++++ PROVIDED ENTRIES

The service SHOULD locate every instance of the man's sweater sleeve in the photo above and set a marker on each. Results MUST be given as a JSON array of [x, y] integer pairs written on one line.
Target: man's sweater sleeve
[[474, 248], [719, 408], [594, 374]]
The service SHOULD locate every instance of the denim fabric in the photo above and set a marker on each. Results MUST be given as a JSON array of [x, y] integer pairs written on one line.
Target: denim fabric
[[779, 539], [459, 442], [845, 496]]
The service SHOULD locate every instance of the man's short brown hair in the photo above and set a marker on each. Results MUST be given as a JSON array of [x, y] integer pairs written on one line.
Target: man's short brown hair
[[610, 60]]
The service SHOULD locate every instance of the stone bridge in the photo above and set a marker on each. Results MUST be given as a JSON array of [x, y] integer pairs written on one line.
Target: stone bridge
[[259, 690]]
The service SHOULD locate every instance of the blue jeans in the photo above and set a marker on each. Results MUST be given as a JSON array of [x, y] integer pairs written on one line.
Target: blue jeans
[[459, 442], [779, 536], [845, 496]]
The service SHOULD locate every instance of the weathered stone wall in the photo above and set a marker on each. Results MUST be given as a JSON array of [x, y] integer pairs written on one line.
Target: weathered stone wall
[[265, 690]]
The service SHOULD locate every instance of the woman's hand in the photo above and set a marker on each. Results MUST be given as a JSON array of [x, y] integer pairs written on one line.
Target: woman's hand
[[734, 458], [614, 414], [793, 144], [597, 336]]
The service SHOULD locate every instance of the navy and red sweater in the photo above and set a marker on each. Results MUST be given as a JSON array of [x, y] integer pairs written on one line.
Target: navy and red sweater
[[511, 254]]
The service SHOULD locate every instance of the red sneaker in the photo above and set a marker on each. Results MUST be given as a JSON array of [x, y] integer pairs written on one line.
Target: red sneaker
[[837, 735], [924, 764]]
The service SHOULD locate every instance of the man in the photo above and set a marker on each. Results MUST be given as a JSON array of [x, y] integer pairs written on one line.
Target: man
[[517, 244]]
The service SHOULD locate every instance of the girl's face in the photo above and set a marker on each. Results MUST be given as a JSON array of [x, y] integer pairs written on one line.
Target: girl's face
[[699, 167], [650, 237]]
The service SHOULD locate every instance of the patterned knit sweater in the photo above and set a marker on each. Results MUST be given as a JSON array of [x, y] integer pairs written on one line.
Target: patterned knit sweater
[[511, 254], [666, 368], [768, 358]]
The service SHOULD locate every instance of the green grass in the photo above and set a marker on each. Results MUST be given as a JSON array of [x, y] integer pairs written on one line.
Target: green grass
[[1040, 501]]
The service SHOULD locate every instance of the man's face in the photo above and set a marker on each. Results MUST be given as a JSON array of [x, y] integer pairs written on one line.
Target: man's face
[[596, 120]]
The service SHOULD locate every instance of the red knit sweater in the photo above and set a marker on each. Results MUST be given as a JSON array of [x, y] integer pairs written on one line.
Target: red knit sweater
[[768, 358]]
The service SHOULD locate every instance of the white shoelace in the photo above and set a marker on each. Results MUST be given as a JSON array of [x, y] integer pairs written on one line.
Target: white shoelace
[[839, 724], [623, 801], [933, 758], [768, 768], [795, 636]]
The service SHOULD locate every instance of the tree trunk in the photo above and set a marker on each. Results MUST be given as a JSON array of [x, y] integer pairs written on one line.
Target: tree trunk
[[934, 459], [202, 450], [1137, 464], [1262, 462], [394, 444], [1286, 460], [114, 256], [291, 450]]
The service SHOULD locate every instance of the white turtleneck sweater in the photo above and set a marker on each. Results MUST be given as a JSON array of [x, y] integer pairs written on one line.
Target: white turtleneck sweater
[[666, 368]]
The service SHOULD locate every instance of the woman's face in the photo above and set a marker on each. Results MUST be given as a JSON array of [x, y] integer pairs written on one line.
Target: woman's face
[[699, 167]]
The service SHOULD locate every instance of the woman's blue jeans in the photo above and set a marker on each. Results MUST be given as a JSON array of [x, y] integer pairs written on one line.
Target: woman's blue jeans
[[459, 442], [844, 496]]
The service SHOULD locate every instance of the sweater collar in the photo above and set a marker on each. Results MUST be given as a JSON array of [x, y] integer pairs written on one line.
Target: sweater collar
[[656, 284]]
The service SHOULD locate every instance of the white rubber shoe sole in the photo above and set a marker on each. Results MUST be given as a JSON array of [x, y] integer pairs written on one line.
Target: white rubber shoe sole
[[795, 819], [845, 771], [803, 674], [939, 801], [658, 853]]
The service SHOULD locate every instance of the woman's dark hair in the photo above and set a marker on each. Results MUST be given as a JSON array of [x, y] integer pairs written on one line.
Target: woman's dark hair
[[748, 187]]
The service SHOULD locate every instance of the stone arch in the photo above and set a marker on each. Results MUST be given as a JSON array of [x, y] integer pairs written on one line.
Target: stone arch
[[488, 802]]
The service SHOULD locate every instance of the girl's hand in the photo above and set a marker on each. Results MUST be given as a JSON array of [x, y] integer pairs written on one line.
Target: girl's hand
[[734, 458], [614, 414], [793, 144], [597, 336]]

++++++++
++++ PROVIDED ENTRIES

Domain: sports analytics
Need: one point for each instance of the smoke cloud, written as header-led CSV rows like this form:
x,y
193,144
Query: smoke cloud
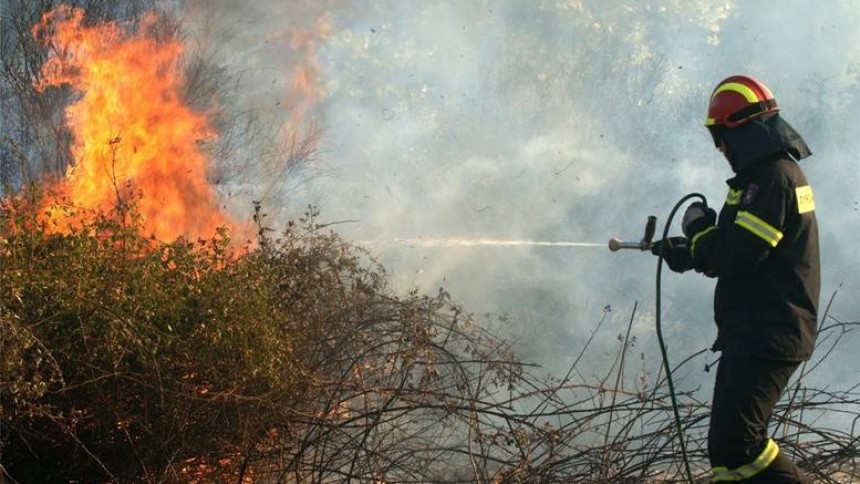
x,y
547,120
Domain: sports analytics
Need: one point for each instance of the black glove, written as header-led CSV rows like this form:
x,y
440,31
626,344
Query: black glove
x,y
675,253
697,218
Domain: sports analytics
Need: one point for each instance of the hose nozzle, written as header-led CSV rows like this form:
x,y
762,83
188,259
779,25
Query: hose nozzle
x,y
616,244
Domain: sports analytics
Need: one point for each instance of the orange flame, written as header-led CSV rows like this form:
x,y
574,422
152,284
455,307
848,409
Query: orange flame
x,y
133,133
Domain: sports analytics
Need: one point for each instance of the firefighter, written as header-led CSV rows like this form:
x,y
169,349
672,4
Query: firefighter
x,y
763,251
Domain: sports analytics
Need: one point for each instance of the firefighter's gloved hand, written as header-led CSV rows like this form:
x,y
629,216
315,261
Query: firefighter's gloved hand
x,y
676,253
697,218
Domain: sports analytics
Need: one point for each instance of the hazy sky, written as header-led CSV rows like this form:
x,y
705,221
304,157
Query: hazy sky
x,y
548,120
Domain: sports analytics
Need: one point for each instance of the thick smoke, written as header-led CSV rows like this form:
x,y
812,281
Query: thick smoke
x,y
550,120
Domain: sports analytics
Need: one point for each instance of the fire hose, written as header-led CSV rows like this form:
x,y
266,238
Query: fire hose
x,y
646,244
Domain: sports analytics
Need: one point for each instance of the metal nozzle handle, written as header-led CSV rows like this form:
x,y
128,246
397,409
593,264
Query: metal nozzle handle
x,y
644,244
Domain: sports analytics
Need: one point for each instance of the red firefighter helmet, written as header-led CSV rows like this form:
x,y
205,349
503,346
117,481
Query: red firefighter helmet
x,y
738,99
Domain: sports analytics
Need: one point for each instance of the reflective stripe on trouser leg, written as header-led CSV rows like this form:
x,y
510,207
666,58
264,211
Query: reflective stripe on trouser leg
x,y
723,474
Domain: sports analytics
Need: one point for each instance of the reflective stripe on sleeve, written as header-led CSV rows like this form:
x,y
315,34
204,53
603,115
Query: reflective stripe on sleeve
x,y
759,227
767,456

++++++++

▶ _DIRECTIONS FOR THIS TASK_: Scan the records above for the lines holding "The service SHOULD locate every instance of the man's sweater" and "The service SHOULD locate every instance of the red sneaker". Transcribe those two and every line between them word for word, and no others.

▶ _REPLY_:
The service SHOULD locate every instance of the man's sweater sleeve in the photo above and set a marker on each. Results MUST be given as a JSON array of [x, y] integer pairs written on one line.
Target: man's sweater sleeve
[[474, 248], [719, 408], [594, 374]]
The service SHOULD locate every instance of the denim fabric in the photo above and set a marker on each. Results MUST be given as a JSON array of [x, y] integer pairs written on one line.
Target: denim fabric
[[779, 539], [459, 442], [845, 496]]
The service SHOULD locate every instance of the man's short brown hair in the photo above and set a marker on each. Results MUST be given as a JSON array of [x, y] integer pairs written on one line.
Target: man's short brown hair
[[610, 60]]
The service SHOULD locate every instance of the stone bridge in the photo above and set a marker on each. Results MUST be given as a JSON array of [x, y] integer pairs written on one line.
Target: stone bridge
[[259, 690]]
The service SHOULD locate every instance of the blue jeans in the photo above and set a marker on each. Results MUST be given as a JSON array of [x, y] integer pairs written on one line.
Target: blue jeans
[[459, 442], [779, 536], [845, 496]]
The service SHOULD locate every instance of the weathered stone wall in the photo above and set a marker on each. Results MUST be given as a JSON array of [x, y] integer pairs written on one line.
Target: weathered stone wall
[[265, 690]]
The service SHOULD locate every instance of the woman's hand in the photo above and set a marker on each. Results MUST be given as a JSON array of [x, y] integer pairs written on one line.
Target: woman's hand
[[734, 458], [614, 414], [793, 144], [597, 336]]
The service SHOULD locate every instance of the navy and red sweater in the photo above and set a marker on each. Results MUST be given as a JSON array of [x, y] integer pairs written on one line.
Target: navy and red sweater
[[511, 254]]
The service SHOULD locate every instance of the red sneaker in the photo above and set a marker on each. Results MUST be given as a JSON array of [x, y] integer pairs written on one line.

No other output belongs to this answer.